▸ **PROMPT**:
Below is the data. Give it again, complete and exact.

▸ **EXTRACTED INFORMATION**:
------------------------

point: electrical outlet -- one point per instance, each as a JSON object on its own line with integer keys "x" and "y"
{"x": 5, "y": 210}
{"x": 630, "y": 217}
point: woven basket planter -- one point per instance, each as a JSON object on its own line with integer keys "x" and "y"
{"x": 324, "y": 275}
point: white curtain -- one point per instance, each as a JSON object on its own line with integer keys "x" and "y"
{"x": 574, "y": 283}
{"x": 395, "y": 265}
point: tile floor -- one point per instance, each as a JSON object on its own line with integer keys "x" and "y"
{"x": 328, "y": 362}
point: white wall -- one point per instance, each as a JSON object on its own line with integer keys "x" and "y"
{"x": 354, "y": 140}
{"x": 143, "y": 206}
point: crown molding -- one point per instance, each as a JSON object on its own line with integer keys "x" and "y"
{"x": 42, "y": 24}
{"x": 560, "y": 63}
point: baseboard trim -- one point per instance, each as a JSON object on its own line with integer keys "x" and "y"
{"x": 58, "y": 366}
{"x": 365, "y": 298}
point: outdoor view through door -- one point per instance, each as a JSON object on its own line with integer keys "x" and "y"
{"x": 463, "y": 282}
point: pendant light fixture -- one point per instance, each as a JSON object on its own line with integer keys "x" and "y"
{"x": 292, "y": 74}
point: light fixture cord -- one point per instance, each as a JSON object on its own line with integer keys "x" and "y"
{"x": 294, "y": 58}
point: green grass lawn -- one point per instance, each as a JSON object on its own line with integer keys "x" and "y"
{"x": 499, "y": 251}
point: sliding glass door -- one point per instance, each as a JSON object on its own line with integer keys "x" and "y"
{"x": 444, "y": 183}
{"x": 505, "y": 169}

------------------------

▸ **FINAL ANSWER**:
point: electrical outlet -- one point per instance, each as a JSON object on its own line with integer keys "x" and "y"
{"x": 5, "y": 210}
{"x": 630, "y": 217}
point: woven basket planter -- one point per instance, each as a JSON object on its own line with integer keys "x" and "y"
{"x": 324, "y": 275}
point: white curtain -- one point per instance, each as a JSON object on its own line with integer keys "x" and "y"
{"x": 574, "y": 283}
{"x": 395, "y": 265}
point: tile floor -- one point per instance, each as a JSON object on its own line with integer keys "x" and "y"
{"x": 328, "y": 362}
point: white wall -- one point per instance, each as a JSON object on its own line with integer keys "x" and "y"
{"x": 354, "y": 140}
{"x": 143, "y": 206}
point: crown molding -- one point per instance, each as a JSON object on its own line with integer keys "x" and "y"
{"x": 42, "y": 24}
{"x": 560, "y": 63}
point: baseboard trim -- one point per instance, each as a JSON object on its own line with integer keys "x" and "y"
{"x": 58, "y": 366}
{"x": 365, "y": 298}
point: outdoor view through door -- one point per instance, each as a JSON object on its own line with integer keys "x" and "y"
{"x": 463, "y": 282}
point: pendant light fixture -- one point per instance, each as a JSON object on its own line with integer keys "x" and "y"
{"x": 292, "y": 74}
point: light fixture cord -- one point per instance, each as a JSON object on its own line with integer keys "x" and "y"
{"x": 294, "y": 58}
point: green grass lawn -- one point per instance, each as a JSON object on its own line with integer keys "x" and "y"
{"x": 499, "y": 251}
point: sliding glass door -- one point per instance, each as a JSON object on its own line with integer keys "x" and "y"
{"x": 444, "y": 183}
{"x": 505, "y": 169}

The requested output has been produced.